[Stated problem] Transcribe the text of the material below word for word, leaving out the pictures.

[Input records]
-.-.-

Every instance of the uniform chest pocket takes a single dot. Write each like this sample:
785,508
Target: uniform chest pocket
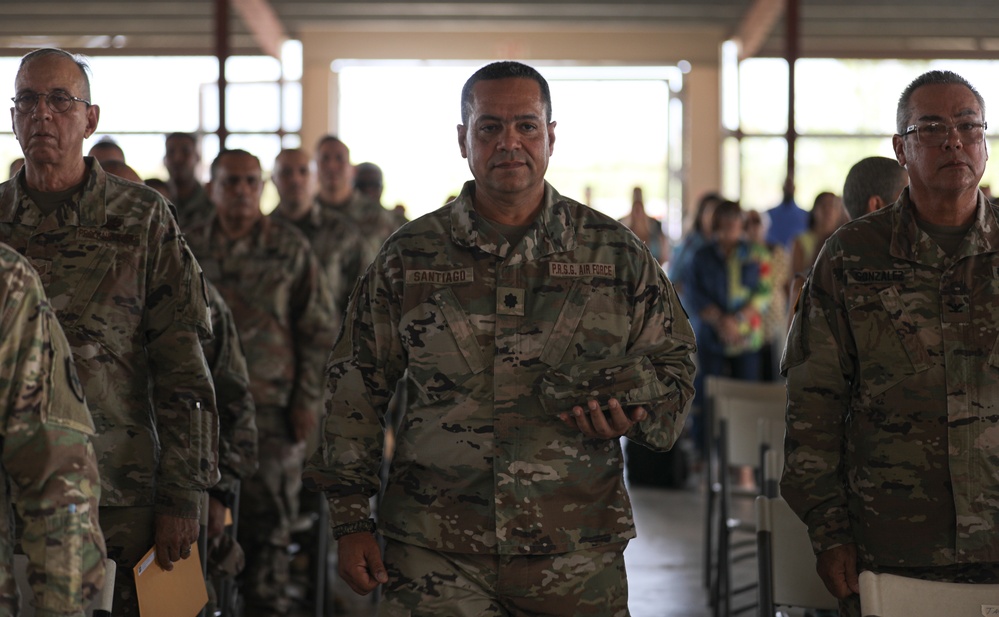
443,350
888,344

-.-.-

[Answer below]
Every instance of the uniform chest pocket takes a single dot. Write each like this sample:
785,508
Target: uniform chest pocket
443,350
888,344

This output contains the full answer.